Instructions for the task
Reproduce every line of the records below without changing anything.

## start

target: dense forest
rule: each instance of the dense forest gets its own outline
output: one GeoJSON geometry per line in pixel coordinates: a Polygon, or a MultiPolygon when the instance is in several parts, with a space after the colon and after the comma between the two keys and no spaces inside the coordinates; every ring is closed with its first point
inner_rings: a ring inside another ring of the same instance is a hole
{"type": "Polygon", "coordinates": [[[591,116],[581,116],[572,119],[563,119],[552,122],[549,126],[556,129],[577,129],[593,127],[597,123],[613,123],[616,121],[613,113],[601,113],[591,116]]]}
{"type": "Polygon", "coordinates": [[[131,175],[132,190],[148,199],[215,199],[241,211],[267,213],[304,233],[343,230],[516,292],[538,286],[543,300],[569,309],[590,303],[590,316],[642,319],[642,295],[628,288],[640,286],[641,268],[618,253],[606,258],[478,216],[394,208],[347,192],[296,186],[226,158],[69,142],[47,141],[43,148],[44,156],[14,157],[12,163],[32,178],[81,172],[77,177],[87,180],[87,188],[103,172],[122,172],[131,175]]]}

## end

Response to the exercise
target: dense forest
rule: each instance of the dense forest gets its own outline
output: one GeoJSON geometry per line in pixel coordinates: a Polygon, or a MultiPolygon when the instance is in several parts, with a space after the colon and after the comma between the two keys and no spaces inside the coordinates; every ring is closed with its first point
inner_rings: a ring inside another ring of the same instance is a hole
{"type": "Polygon", "coordinates": [[[591,116],[581,116],[572,119],[563,119],[552,122],[549,126],[556,129],[577,129],[593,127],[597,123],[613,123],[616,121],[613,113],[601,113],[591,116]]]}
{"type": "Polygon", "coordinates": [[[131,175],[132,190],[148,199],[215,199],[241,211],[267,213],[304,233],[343,230],[516,292],[538,286],[543,300],[569,309],[590,303],[590,316],[642,319],[642,295],[628,288],[640,286],[641,268],[618,253],[606,258],[478,216],[394,208],[347,192],[296,186],[226,158],[69,142],[47,141],[43,148],[44,156],[14,157],[12,163],[32,178],[81,172],[77,177],[87,180],[87,188],[103,172],[122,172],[131,175]]]}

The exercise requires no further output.